Extracted records:

____

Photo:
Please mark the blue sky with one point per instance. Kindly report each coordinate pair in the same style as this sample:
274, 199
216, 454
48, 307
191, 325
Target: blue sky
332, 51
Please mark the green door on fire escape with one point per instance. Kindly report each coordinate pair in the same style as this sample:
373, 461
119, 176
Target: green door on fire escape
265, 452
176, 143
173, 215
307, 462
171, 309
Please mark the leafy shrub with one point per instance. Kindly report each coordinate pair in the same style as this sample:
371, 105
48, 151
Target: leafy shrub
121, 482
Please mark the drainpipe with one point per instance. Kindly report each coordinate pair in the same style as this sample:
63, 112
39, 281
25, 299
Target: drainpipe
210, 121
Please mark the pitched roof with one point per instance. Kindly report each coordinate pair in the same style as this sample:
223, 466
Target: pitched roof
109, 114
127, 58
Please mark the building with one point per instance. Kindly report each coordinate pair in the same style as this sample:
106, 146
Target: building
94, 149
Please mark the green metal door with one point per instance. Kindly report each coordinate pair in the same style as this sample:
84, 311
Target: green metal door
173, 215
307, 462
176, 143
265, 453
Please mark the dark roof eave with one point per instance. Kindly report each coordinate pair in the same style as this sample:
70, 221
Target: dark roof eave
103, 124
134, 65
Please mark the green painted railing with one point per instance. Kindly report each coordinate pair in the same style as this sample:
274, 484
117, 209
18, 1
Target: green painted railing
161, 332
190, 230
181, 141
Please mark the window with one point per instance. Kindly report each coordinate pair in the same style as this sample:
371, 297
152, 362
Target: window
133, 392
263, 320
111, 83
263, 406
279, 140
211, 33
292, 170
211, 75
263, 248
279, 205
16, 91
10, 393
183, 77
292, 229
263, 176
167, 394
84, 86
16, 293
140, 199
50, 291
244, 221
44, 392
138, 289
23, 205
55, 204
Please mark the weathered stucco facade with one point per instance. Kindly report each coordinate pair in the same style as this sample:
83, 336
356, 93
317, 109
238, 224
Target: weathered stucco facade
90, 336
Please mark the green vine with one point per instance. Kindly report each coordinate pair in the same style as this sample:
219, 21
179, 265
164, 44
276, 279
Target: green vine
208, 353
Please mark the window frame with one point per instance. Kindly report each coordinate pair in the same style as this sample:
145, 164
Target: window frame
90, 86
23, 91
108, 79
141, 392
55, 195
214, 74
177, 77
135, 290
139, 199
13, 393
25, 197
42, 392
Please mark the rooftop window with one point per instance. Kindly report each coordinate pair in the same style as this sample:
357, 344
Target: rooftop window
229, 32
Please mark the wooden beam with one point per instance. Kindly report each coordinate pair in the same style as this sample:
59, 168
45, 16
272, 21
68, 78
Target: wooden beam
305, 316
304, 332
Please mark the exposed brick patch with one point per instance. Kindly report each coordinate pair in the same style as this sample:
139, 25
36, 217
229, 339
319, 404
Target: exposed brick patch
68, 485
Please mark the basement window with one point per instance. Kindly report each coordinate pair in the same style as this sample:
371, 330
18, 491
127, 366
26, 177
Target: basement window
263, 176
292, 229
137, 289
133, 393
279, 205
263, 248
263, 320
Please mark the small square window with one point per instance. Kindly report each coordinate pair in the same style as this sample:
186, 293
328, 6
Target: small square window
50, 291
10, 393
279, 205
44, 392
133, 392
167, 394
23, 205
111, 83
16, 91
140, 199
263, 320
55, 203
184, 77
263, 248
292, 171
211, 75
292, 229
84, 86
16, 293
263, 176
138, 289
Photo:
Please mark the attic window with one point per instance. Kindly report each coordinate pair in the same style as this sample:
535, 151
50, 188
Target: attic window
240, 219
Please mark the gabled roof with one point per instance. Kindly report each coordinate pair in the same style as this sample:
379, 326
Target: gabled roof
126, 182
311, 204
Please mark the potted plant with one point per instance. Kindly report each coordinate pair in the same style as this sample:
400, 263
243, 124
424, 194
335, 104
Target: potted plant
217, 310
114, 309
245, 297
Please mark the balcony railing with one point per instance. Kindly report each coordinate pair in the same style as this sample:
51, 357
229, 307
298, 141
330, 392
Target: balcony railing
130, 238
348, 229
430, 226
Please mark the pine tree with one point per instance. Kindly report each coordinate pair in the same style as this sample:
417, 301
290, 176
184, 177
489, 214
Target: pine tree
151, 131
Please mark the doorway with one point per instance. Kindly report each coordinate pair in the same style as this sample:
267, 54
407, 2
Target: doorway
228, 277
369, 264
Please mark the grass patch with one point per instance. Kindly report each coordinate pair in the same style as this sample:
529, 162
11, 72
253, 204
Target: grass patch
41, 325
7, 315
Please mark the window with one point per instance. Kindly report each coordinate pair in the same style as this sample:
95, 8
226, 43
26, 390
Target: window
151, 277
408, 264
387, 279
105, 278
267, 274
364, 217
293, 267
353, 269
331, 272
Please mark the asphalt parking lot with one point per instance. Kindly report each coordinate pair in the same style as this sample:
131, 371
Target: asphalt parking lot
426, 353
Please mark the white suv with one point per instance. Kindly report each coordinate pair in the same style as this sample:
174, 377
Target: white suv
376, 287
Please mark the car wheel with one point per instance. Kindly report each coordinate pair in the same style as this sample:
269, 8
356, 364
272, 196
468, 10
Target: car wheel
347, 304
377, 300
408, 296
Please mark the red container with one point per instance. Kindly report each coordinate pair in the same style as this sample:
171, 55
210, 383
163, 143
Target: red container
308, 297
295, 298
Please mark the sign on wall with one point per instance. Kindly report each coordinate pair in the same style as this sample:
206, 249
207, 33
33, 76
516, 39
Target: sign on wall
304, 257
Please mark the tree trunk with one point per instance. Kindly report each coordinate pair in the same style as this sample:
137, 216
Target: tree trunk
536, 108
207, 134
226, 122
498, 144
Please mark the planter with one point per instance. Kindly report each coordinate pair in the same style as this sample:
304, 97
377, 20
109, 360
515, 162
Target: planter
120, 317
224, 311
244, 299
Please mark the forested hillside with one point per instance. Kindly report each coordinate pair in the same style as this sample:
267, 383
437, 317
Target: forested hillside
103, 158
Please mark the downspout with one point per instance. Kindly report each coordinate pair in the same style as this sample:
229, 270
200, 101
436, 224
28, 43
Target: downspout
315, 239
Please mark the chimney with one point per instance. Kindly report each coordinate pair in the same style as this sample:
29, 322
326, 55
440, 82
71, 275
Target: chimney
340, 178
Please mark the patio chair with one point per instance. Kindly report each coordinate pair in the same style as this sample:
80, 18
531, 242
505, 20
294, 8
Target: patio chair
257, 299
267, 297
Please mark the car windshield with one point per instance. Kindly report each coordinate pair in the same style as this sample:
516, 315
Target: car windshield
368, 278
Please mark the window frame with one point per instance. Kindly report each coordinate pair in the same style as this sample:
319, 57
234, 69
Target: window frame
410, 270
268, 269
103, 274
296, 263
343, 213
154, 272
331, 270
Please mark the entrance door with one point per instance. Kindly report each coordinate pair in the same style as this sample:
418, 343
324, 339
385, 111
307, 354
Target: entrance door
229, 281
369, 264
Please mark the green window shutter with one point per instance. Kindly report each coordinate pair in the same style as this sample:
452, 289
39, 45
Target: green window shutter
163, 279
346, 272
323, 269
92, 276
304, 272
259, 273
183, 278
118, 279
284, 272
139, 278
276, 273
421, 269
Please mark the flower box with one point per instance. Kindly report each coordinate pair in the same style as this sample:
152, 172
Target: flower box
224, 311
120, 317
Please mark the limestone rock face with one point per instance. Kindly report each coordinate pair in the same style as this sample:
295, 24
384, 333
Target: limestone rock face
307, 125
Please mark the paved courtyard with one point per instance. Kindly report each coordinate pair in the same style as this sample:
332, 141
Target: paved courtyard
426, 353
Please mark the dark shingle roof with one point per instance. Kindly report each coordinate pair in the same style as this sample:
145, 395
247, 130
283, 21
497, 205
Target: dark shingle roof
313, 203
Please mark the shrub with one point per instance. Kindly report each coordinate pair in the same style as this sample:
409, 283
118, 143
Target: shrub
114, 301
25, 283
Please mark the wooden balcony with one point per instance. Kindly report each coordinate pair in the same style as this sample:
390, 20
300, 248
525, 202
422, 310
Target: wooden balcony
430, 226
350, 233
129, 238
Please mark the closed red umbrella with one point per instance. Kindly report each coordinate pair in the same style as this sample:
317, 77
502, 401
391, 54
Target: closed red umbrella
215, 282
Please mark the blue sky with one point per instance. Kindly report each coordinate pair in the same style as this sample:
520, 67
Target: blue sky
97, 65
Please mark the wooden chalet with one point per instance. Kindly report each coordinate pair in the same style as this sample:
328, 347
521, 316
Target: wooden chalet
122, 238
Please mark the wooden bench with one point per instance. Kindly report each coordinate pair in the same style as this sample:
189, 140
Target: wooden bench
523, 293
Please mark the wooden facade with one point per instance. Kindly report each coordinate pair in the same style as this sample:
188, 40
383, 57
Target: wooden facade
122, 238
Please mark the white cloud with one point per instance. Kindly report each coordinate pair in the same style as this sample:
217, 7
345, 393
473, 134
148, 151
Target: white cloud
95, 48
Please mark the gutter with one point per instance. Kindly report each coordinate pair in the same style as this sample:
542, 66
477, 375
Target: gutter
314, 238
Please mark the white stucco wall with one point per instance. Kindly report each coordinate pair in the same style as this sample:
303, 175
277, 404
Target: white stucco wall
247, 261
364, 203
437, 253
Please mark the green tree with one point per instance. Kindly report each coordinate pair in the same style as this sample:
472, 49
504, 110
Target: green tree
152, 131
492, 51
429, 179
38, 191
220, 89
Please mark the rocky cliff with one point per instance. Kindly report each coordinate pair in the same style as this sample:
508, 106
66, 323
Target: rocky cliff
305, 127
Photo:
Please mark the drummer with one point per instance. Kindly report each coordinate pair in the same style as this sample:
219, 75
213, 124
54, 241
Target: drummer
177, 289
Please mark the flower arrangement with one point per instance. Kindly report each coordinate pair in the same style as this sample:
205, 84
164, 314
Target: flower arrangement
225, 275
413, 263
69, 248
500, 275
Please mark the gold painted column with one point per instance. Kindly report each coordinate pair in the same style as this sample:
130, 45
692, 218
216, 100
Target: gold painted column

____

▶ _Task prompt_
Retype exactly, please, each line from the line that contains "Please mark the flower arrangement" through the last line of the entries above, with nothing added.

▶ _Correct answer_
Please mark the flower arrangement with one point per instance. Kindly report each coordinate pair in the same style as this sample:
205, 84
164, 314
Target: flower arrangement
225, 275
413, 263
69, 248
500, 275
Please mark the gold painted column with one point per instance. Kindly report each coordinate pair in the same style as this sample:
130, 45
692, 218
216, 100
Target: gold painted column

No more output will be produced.